━━━━━ RECORDS SUPPLIED ━━━━━

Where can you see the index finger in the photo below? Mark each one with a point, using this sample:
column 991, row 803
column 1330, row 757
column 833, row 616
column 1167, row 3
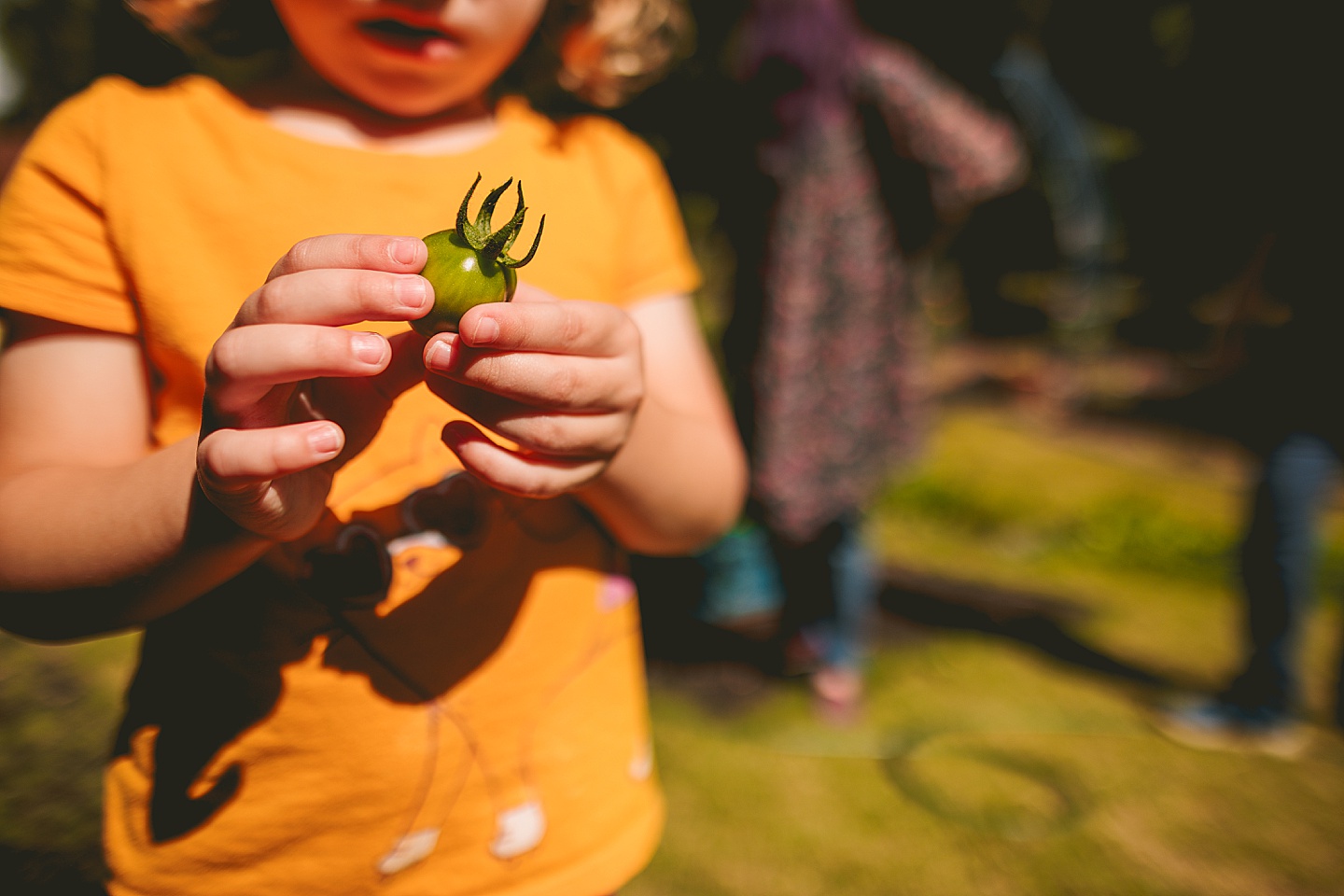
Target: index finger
column 372, row 251
column 571, row 327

━━━━━

PROBLEM STATEMENT: Beginning with the line that contains "column 991, row 803", write out the remaining lines of the listing above through the last, exactly and only those, without pictures.

RESPONSE AREA:
column 991, row 803
column 1330, row 757
column 833, row 616
column 1167, row 3
Target: index finger
column 372, row 251
column 571, row 327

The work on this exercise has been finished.